> _Given problem_
Starting at the line that contains "form [533, 251]." and ending at the last of the lines, write out every line again, and resize each point coordinate in the answers by multiplying it by 2.1 and rounding to a whole number with halves rounded up. Leave every other number unchanged.

> _Data shown_
## start

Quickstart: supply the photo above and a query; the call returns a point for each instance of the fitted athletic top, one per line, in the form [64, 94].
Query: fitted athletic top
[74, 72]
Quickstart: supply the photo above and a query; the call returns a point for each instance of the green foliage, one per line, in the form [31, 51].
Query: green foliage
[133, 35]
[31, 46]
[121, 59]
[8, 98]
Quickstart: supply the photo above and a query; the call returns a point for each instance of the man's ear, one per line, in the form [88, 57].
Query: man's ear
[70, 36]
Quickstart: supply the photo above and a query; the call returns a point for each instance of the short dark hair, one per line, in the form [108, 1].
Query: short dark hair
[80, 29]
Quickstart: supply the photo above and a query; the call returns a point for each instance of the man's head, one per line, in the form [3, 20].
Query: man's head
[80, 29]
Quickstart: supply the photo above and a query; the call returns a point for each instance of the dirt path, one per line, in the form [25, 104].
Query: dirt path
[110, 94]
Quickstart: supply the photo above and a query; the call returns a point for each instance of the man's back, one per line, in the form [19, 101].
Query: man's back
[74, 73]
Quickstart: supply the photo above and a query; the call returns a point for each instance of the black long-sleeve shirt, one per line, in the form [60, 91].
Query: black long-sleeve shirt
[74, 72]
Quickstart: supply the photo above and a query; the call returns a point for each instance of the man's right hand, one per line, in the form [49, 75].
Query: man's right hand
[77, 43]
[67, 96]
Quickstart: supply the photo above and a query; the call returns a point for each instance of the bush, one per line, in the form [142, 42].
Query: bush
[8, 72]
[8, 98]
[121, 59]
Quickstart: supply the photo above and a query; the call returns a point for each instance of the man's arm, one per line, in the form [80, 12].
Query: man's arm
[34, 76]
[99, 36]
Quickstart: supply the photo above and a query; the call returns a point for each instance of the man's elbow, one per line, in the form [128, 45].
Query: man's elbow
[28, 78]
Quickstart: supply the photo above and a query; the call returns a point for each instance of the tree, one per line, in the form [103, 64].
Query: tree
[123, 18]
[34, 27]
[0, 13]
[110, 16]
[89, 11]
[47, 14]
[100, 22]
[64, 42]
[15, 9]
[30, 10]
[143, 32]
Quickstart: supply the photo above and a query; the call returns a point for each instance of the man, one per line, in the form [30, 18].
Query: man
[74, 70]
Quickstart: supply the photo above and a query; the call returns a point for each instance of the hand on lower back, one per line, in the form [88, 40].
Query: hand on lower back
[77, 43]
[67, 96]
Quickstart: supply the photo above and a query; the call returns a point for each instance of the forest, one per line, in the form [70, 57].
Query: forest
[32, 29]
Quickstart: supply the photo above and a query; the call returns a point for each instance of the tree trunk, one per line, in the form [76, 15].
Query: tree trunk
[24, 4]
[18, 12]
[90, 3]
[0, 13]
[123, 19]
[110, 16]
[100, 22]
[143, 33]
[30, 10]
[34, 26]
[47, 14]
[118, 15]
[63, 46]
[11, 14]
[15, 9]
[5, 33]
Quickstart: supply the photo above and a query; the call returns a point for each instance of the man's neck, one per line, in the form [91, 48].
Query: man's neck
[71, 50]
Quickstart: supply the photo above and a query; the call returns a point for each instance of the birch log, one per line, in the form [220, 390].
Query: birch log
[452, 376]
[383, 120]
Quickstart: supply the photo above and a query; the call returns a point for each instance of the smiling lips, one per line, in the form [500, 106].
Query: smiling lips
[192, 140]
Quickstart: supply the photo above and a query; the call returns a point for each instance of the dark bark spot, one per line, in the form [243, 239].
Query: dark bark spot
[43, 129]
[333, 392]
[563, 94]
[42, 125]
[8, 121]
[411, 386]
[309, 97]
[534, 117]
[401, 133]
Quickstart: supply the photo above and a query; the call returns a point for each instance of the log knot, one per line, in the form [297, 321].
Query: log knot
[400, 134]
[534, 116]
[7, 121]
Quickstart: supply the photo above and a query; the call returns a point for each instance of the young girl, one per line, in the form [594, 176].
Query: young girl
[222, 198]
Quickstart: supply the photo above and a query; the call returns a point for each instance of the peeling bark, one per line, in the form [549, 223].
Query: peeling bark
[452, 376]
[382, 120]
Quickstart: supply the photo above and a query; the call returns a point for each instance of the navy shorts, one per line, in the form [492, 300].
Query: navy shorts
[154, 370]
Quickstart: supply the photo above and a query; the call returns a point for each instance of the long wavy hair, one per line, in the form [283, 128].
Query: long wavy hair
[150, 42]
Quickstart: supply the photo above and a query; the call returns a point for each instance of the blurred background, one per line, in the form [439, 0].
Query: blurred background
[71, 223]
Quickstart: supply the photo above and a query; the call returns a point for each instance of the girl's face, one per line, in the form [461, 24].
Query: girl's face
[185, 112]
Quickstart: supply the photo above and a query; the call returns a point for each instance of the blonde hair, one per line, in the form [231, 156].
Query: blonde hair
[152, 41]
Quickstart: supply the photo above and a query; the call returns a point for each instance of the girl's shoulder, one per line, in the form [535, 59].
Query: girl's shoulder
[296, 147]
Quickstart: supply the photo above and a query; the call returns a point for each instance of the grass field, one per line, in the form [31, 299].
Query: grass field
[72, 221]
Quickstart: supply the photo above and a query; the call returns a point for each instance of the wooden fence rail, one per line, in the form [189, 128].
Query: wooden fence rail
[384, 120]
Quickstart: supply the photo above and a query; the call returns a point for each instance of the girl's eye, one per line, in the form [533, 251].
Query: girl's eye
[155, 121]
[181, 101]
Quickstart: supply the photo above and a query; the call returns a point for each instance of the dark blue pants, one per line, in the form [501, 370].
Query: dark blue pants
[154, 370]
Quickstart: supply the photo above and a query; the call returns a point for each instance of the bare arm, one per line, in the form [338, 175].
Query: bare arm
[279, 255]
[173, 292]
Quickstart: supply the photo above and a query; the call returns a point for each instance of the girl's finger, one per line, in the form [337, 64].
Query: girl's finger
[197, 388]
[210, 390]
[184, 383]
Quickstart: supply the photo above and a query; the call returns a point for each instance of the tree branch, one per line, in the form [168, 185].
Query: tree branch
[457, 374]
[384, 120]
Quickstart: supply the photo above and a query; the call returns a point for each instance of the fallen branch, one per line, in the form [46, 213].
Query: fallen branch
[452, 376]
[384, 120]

## end

> _In response_
Quickstart: supply the photo above and a query; the call returns a point for each instance of the girl's eye, one per line, in the form [533, 251].
Query: girl's eye
[326, 254]
[380, 212]
Quickstart: supply the photo above and a query; the call returns a point for each instance of the dark blue pants, one per line, in the form [501, 370].
Query: dark blue pants
[323, 777]
Quickstart: supply the photo above and a query; the call returns a point for each instance of the bare arm, one per line, in the form [338, 175].
Query: bare arm
[586, 536]
[363, 613]
Quickstart: supply the photo above and a query; the call returns a point for each instance of the girl's finger, one per line, in the form [337, 64].
Query: girl's finger
[414, 815]
[441, 819]
[386, 804]
Quickstart: supply the photo above and a query; the call returns a point for each instance of the tree branch, one per line, in the form [168, 185].
Query: tree branch
[960, 785]
[806, 252]
Quickstart: supply the photo above and a query; the call returns a point for each instance of the fallen branch, one per line, in the form [46, 213].
Query: fallen branch
[949, 790]
[806, 252]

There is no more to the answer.